──────── Task material
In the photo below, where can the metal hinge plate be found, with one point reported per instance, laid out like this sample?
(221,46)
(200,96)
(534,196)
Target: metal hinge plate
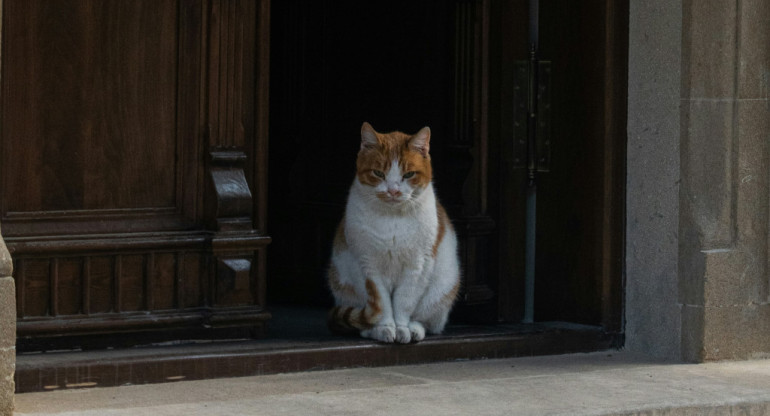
(522,79)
────────────────
What is expected> Word for word, repeat each line of the records, and leave every image out.

Exercise response>
In the photo below, where can the metal hinge plate be found, with one point reported per instance, laid out like this sample?
(221,46)
(200,96)
(534,196)
Target: metal hinge plate
(522,79)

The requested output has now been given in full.